>> begin Provided entries
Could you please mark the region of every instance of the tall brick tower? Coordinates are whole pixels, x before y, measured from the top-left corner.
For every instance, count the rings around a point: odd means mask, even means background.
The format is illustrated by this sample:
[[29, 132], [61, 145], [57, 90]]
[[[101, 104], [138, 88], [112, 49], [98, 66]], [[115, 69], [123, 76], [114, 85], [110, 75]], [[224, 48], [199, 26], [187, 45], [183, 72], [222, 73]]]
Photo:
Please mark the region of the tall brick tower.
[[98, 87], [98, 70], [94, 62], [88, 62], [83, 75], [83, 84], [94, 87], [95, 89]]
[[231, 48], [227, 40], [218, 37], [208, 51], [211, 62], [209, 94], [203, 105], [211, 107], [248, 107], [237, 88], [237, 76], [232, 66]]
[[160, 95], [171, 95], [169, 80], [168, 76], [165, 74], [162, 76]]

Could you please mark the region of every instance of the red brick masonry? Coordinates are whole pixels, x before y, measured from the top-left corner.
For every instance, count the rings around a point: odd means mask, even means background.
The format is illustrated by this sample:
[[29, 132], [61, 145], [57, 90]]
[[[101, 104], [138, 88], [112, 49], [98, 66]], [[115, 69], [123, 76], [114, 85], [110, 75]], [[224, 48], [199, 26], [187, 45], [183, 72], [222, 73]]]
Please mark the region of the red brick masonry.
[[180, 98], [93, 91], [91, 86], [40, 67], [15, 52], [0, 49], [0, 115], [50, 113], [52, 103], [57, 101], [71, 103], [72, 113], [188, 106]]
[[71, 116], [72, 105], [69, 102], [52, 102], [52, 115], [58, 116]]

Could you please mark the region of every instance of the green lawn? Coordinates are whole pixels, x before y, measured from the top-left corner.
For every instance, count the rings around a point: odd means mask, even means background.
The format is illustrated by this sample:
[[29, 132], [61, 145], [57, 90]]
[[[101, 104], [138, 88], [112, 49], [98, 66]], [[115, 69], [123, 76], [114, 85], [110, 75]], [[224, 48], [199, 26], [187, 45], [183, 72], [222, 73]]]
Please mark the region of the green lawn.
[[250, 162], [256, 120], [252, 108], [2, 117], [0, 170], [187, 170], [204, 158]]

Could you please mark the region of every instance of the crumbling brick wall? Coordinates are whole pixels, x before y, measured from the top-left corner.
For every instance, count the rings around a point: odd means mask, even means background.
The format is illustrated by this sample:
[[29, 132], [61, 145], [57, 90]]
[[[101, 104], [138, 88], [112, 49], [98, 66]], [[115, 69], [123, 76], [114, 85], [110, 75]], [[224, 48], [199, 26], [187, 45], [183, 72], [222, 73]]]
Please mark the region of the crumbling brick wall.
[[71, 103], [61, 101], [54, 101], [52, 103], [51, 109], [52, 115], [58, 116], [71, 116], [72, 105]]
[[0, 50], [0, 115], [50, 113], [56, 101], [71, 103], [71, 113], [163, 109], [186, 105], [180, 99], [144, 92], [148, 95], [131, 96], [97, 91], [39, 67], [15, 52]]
>> end Provided entries
▶ [Challenge] Please rewrite all the records above as a JSON list of strings, with one string for each line and the blank lines left out.

▶ [The response]
[
  "Could you please mark the region of every instance of the tall brick tower? Coordinates are whole pixels, x before y, measured from the top-left corner.",
  "For every instance, count the rings around a point: odd means mask, even means background.",
  "The format is illustrated by this sample:",
  "[[29, 132], [61, 145], [57, 90]]",
  "[[[101, 104], [138, 88], [112, 49], [98, 66]], [[115, 69], [123, 76], [114, 85], [110, 75]], [[224, 48], [199, 26], [187, 45], [183, 72], [222, 73]]]",
  "Photo:",
  "Please mark the region of the tall brick tower.",
  "[[98, 87], [98, 70], [94, 62], [88, 62], [83, 75], [83, 84], [94, 87], [95, 89]]",
  "[[231, 48], [227, 40], [218, 37], [208, 51], [211, 62], [209, 94], [203, 105], [211, 107], [248, 107], [237, 88], [237, 76], [232, 66]]",
  "[[160, 95], [171, 95], [169, 80], [168, 76], [165, 74], [162, 76]]",
  "Could you please mark the region of every instance of the red brick masonry? Coordinates are whole pixels, x before y, measured from the top-left corner.",
  "For every instance, count the rings around a point: odd means mask, even means background.",
  "The format is illustrated by this sample:",
  "[[29, 132], [61, 145], [57, 90]]",
  "[[[101, 104], [138, 88], [112, 49], [98, 66]], [[115, 69], [123, 76], [114, 85], [110, 75]], [[224, 48], [199, 26], [187, 45], [183, 72], [222, 73]]]",
  "Please mark the region of the red brick masonry.",
  "[[180, 98], [93, 91], [91, 86], [40, 67], [15, 52], [0, 49], [0, 115], [50, 113], [52, 103], [57, 101], [71, 103], [72, 113], [188, 106]]",
  "[[71, 116], [72, 105], [69, 102], [52, 102], [52, 115], [58, 116]]",
  "Could you please mark the region of every instance of the green lawn? Coordinates are whole pixels, x before y, measured from the top-left corner.",
  "For every instance, count the rings around a point: odd means mask, even means background.",
  "The format is illustrated by this sample:",
  "[[29, 132], [61, 145], [57, 90]]",
  "[[[101, 104], [138, 88], [112, 49], [98, 66]], [[115, 69], [123, 76], [114, 85], [110, 75]], [[224, 48], [199, 26], [187, 45], [183, 72], [222, 73]]]",
  "Please mark the region of the green lawn.",
  "[[250, 162], [256, 120], [252, 108], [2, 117], [0, 170], [187, 170], [204, 158]]",
  "Could you please mark the region of every instance of the crumbling brick wall? Coordinates are whole pixels, x before y, measured from the top-left corner.",
  "For every instance, count the rings around a point: odd means mask, even means background.",
  "The format is illustrated by this sample:",
  "[[29, 132], [61, 145], [57, 90]]",
  "[[[101, 104], [138, 88], [112, 49], [98, 66]], [[115, 69], [123, 76], [114, 85], [110, 75]], [[224, 48], [199, 26], [187, 45], [183, 72], [222, 73]]]",
  "Please mark the region of the crumbling brick wall.",
  "[[71, 103], [61, 101], [54, 101], [52, 103], [51, 109], [52, 115], [58, 116], [71, 116], [72, 105]]",
  "[[0, 50], [0, 115], [50, 113], [56, 101], [71, 103], [71, 113], [163, 109], [186, 105], [180, 99], [144, 92], [148, 95], [131, 96], [97, 91], [39, 67], [15, 52]]"
]